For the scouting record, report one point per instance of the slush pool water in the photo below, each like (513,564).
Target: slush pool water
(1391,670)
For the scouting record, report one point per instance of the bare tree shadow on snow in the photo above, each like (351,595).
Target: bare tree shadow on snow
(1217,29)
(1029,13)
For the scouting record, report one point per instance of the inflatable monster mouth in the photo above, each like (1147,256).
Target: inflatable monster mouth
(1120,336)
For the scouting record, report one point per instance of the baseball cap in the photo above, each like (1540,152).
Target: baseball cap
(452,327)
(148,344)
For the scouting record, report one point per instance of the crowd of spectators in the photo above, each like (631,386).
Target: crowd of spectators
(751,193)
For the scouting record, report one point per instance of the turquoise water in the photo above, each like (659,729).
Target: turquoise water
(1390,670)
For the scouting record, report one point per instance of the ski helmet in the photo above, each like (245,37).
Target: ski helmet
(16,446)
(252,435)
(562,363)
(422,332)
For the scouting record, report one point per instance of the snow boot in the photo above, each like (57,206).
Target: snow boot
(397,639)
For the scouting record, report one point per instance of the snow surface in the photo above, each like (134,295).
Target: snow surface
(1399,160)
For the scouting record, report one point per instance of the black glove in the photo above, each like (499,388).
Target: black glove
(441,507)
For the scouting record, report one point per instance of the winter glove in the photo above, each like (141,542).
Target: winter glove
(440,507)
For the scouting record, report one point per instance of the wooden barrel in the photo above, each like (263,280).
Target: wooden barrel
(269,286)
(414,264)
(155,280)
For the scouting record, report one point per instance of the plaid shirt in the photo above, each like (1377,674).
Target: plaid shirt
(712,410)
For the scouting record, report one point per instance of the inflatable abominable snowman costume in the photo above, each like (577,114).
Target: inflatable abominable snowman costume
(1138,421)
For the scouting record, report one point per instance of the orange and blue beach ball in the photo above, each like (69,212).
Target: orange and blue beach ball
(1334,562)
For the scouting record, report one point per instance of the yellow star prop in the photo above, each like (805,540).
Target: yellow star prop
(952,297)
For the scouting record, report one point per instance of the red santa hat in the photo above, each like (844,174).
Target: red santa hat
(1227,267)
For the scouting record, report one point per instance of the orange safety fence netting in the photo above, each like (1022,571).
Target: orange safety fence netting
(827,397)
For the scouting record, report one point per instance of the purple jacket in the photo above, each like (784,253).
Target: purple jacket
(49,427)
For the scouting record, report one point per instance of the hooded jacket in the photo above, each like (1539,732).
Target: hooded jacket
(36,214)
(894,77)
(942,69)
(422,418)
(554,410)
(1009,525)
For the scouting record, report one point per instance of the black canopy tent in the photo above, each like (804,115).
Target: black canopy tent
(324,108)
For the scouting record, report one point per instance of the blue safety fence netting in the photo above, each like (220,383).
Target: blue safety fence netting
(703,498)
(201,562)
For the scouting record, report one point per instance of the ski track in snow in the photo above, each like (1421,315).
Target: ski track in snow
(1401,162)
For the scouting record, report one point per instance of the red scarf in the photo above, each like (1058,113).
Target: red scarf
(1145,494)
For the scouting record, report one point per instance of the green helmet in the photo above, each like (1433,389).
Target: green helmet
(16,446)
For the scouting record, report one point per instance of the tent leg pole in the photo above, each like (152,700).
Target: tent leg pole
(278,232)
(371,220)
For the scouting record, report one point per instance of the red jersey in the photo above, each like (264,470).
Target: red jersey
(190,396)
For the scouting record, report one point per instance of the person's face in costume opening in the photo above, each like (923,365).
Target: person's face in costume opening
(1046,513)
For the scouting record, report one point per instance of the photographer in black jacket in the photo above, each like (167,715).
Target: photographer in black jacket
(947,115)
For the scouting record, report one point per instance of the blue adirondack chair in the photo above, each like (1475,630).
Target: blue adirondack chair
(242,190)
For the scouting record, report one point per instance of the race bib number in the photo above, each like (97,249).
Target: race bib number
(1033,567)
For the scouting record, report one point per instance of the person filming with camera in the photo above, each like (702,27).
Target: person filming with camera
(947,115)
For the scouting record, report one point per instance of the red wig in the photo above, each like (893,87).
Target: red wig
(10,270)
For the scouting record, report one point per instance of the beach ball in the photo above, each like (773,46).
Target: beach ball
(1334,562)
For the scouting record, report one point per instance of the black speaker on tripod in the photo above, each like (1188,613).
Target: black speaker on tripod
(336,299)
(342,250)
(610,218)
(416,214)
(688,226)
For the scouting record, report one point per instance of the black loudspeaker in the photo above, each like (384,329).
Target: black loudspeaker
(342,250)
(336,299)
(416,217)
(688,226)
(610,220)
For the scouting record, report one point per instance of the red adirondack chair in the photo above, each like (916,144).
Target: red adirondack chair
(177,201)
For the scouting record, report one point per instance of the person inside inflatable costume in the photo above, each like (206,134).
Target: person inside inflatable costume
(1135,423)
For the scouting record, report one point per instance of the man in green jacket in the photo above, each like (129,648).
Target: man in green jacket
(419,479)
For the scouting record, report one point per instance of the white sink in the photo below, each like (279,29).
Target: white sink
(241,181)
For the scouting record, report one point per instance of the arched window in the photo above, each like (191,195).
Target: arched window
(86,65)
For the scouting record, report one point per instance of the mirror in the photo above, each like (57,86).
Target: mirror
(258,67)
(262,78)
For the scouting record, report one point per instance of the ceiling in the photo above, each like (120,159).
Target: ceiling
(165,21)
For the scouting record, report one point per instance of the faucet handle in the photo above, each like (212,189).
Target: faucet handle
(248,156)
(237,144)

EXERCISE PROMPT
Each of the entries above needs to be given again exactly.

WRITTEN SOLUTION
For the scouting record, report one point per instance of the slush pool water in the photo below, each like (513,564).
Target: slush pool water
(1391,670)
For the scouting record, report one point per instance of the bare tree shadow on snow in the photo above, each like (351,595).
Target: bare tree shadow on snow
(1217,29)
(1029,13)
For the scouting record, report one point per instance of the inflatable monster mouth in the photo above, each like (1147,256).
Target: inflatable monster mouth
(1120,336)
For the scouting record, report one point per instance of the baseball cap in the photo above, each like (1540,152).
Target: baseball cap
(452,327)
(148,344)
For the scouting record, report one point per instance of the crowd of spectators in the photo above, each like (631,386).
Target: crowd of spectators
(751,193)
For the scouting record, report one point per instance of the turquoise water in the photo above, each like (659,729).
Target: turquoise water
(1390,670)
For the scouting record, report one point per instance of the ski helmet in the photo above, each like (245,37).
Target: ski helmet
(16,446)
(252,435)
(562,363)
(422,332)
For the scouting record, report one point per instance of the snow boot in the photo above, each like (57,206).
Target: snow boot
(397,639)
For the scouting record, report one point per instance of the snow surface in the photo above, each like (134,295).
Target: snow surface
(1399,160)
For the scouting record, report one point per instance of the black glove in the photo above, each like (499,388).
Target: black glove
(441,507)
For the scouting record, report one point per instance of the winter glove in the photo above, each like (141,542).
Target: winter glove
(440,507)
For the scouting record, report one point per instance of the wooden barrel in the photo above, each like (263,280).
Target: wooden barrel
(269,286)
(414,264)
(155,280)
For the scouting record, report one point per instance of the plaid shirt in the photo above, each like (1377,674).
Target: plaid shirt
(712,410)
For the scouting record, report one point per instance of the inflatable abominable snowman costume in the photo above, each like (577,114).
Target: inflatable abominable snowman costume
(1138,421)
For the scouting record, report one point per instance of the orange and blue beach ball in the photo above, each like (69,212).
Target: orange and blue beach ball
(1334,562)
For the scouting record, report one point per instance of the yellow star prop in the photo above, each like (805,540).
Target: yellow star prop
(952,297)
For the scouting record, report one point per instance of the red santa hat in the photo above, each like (844,174).
Target: red santa hat
(1227,267)
For the scouting record, report one point per instance of the orange safety fence netting in the photo above, each like (1022,571).
Target: orange safety fence netting
(827,397)
For the scouting record, report one point per instance of the purple jacket in the photo above, each like (784,253).
Target: purple jacket
(49,427)
For the scouting record, report one point per instance of the hooded jacket in the photo above, each like (1539,732).
Target: hooded jacket
(36,214)
(894,77)
(942,69)
(422,418)
(554,410)
(1009,525)
For the scouting record, report one point per instance of the black canopy tent in the photo above, each like (804,115).
Target: black canopy tent
(324,108)
For the scouting record, report one point per instance of the blue safety fence netting in the photo above, each like (220,383).
Target: blue safety fence netting
(703,498)
(201,562)
For the scouting record, report one point per instance of the ski track in snow in the photo above, each like (1421,315).
Target: ski track in snow
(1401,162)
For the scouting record, report one point per instance of the red scarf in the photo above, each like (1058,113).
Target: red scarf
(1145,494)
For the scouting record, report one point per instance of the green helmet in the photo above, each like (1433,389).
Target: green helmet
(16,446)
For the scouting record, report one point per instance of the tent leg pole in the photo above, each like (152,700).
Target: tent leg pole
(278,232)
(371,220)
For the scouting record, report one point per instance of the red jersey in the photo above, each like (264,470).
Target: red jersey
(190,396)
For the scouting record, report one point per instance of the person's face in costume opening in the photo above, each like (923,365).
Target: person's face in costume opening
(1046,513)
For the scouting record, report one point per instance of the photographer in black jacket in the photo above, each like (167,715).
Target: photographer in black jacket
(947,115)
For the scouting record, report one point per instance of the blue adirondack chair in the photo above, each like (1475,630).
Target: blue adirondack chair
(242,190)
For the scouting record, report one point per instance of the race bib number in the photo above, each like (97,249).
Target: race bib number
(1033,567)
For the scouting record, report one point per instance of the person filming with camera in the photo above, each like (702,27).
Target: person filming with camera
(947,115)
For the scouting record, report one point per instance of the red wig in the photo above, each like (893,87).
Target: red wig
(10,270)
For the scouting record, report one point per instance of the beach ball in the photo above, each like (773,46).
Target: beach ball
(1334,562)
For the scouting record, report one point per instance of the black speaker on tripod in the photo above, each like (1188,613).
Target: black speaker on tripod
(336,299)
(342,250)
(610,218)
(416,214)
(688,226)
For the scouting record, report one point per instance of the black loudspeaker in the photo above, each like (384,329).
Target: black loudspeaker
(342,250)
(336,299)
(416,217)
(688,226)
(610,220)
For the scouting record, report one point per instance of the red adirondack chair in the photo above, each like (916,144).
Target: red adirondack chair
(177,201)
For the scouting record, report one point per instance of the person inside inflatable costume in the photo above, each like (206,134).
Target: person inside inflatable costume
(1135,423)
For the scouting record, report one point per instance of the man in green jacket in the photo above, each like (129,648).
Target: man in green jacket
(419,479)
For the scouting record, report one point per instance of the white sink in the photo below, each like (279,29).
Target: white sink
(241,181)
For the scouting record, report one point per instance of the arched window in the photo above, each like (191,195).
Target: arched window
(86,65)
For the scouting record, report one point per instance of the mirror in the photo above, each like (57,86).
Target: mirror
(258,67)
(262,78)
For the scouting record, report one point per instance of the ceiling in the photo above, each like (120,159).
Target: ceiling
(165,21)
For the scouting record, report one point per instance of the faucet handle in the photo above, each like (212,189).
Target: faucet handle
(248,156)
(237,144)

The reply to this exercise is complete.